## START Data listing

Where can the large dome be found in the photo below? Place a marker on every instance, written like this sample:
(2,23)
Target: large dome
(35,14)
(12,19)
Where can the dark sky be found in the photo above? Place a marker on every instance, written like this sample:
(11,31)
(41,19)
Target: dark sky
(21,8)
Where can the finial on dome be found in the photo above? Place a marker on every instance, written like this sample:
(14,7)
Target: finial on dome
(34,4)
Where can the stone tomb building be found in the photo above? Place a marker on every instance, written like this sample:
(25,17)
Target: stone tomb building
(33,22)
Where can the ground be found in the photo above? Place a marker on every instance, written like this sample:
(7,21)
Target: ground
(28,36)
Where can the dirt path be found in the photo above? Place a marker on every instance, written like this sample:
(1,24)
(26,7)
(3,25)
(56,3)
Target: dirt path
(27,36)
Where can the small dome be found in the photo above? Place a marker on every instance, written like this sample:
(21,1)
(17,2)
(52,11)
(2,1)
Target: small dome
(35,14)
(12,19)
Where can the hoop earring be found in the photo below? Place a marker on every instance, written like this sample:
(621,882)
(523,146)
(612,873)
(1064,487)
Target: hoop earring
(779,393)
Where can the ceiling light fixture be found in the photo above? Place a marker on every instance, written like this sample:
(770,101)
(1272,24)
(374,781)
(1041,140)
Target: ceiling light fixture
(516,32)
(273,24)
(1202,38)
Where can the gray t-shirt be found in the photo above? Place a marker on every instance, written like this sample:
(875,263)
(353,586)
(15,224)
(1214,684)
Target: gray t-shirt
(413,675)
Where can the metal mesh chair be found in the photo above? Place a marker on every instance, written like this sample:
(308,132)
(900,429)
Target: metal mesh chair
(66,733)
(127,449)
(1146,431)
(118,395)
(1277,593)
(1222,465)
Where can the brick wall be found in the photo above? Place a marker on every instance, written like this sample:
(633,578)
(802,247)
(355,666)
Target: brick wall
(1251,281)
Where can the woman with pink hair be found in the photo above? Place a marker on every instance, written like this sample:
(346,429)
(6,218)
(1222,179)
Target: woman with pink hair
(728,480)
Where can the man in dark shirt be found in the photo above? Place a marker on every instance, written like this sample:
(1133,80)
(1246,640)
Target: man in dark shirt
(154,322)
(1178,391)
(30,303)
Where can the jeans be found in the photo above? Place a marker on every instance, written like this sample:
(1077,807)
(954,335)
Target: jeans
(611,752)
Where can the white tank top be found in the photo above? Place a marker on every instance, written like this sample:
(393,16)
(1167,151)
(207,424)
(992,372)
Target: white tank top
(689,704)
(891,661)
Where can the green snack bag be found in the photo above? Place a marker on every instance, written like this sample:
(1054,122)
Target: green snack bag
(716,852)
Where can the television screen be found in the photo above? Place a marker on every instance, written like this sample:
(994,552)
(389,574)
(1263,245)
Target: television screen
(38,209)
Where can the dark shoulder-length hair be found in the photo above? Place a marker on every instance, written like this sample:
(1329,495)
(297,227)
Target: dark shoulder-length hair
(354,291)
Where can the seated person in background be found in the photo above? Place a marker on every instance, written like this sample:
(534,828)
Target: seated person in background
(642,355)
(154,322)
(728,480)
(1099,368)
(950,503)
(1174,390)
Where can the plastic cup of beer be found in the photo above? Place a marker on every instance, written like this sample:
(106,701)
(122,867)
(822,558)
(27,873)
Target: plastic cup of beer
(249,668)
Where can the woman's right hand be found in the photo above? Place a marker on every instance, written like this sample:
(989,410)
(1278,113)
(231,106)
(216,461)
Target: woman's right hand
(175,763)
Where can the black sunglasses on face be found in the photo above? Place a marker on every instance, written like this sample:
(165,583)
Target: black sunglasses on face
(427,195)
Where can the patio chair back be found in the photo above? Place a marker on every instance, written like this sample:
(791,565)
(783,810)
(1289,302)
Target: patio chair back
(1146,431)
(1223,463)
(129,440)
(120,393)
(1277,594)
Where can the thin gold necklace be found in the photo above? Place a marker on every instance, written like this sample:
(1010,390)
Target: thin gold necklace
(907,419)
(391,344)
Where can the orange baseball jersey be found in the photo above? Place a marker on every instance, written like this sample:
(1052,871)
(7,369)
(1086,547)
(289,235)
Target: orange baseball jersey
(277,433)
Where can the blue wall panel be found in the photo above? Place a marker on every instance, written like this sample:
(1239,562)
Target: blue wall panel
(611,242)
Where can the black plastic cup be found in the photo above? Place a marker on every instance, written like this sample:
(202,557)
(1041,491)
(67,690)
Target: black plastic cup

## END Data listing

- **Exercise task**
Look above for the line that holds "Where can the plastic", then copy it and each line after it exactly, through the last line of the data.

- **Result below**
Where can the plastic cup of beer be found in the photo above? Place a marker on every instance, written like this sample:
(106,701)
(122,867)
(822,558)
(27,873)
Target: plastic cup of beer
(249,668)
Where can the woman's right hand be found in the photo above? Place a marker on every instance, written like this sample:
(989,410)
(1278,113)
(231,106)
(216,461)
Target: woman's right hand
(175,763)
Where can the black sunglasses on face be found in the photo above? Place a marker on every instance, written like this sample:
(165,583)
Target: black sunglasses on face
(427,195)
Where can the patio chair back be found in the photo above? Place a marker on every instance, written like this sample:
(791,565)
(783,810)
(1289,302)
Target: patio chair back
(1146,431)
(1223,463)
(129,440)
(120,393)
(1277,594)
Where can the thin gold necklace be found in the photo above? Place a marker on every instance, written like this sample:
(1010,390)
Target: thin gold necklace
(907,419)
(391,344)
Where can the orange baseball jersey be found in the photo above? Place a marker on every instance, written like this sample:
(1052,871)
(7,369)
(1086,547)
(289,235)
Target: orange baseball jersey
(277,433)
Where can the blue wall panel be found in the photo above? Place a marker on every instance, written like this sample:
(1239,562)
Target: blue wall panel
(611,242)
Where can the black plastic cup be found in the photo above? Place a marker on every instance, written like this sample:
(202,557)
(1041,491)
(67,690)
Target: black plastic cup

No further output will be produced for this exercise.